Problem to work on:
The line containing "Annotation guideline. For every instance of the suit" and every line after it through the end of the records: return those exactly, and nothing more.
━━━ Available records ━━━
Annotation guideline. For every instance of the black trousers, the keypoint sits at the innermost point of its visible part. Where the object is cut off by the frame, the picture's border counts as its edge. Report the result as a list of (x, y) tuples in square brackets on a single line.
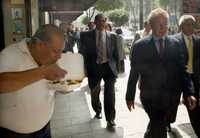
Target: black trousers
[(109, 91), (194, 116), (45, 132), (157, 121)]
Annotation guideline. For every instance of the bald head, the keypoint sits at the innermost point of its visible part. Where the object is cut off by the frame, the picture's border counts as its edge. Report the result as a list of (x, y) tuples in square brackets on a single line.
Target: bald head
[(47, 32)]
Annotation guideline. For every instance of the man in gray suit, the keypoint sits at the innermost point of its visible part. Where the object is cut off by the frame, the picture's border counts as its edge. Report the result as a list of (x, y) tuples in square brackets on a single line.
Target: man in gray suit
[(158, 61), (100, 53), (190, 44)]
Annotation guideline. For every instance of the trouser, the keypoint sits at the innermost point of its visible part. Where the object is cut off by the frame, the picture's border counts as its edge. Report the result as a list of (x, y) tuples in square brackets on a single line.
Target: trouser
[(42, 133), (109, 92), (194, 117), (158, 122)]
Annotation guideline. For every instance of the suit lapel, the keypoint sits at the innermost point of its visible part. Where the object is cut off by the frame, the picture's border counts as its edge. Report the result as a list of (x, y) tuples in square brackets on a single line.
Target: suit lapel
━━━
Exercise result:
Annotation guideline. For every instance of the suit lapel, the keypoint sits at the innermost point of its visible part. Where the object is cut off by the frame, the picture's border counts as its edge. Report the result as a list of (x, y) tuples in square brackets on a single line.
Target: suit lapel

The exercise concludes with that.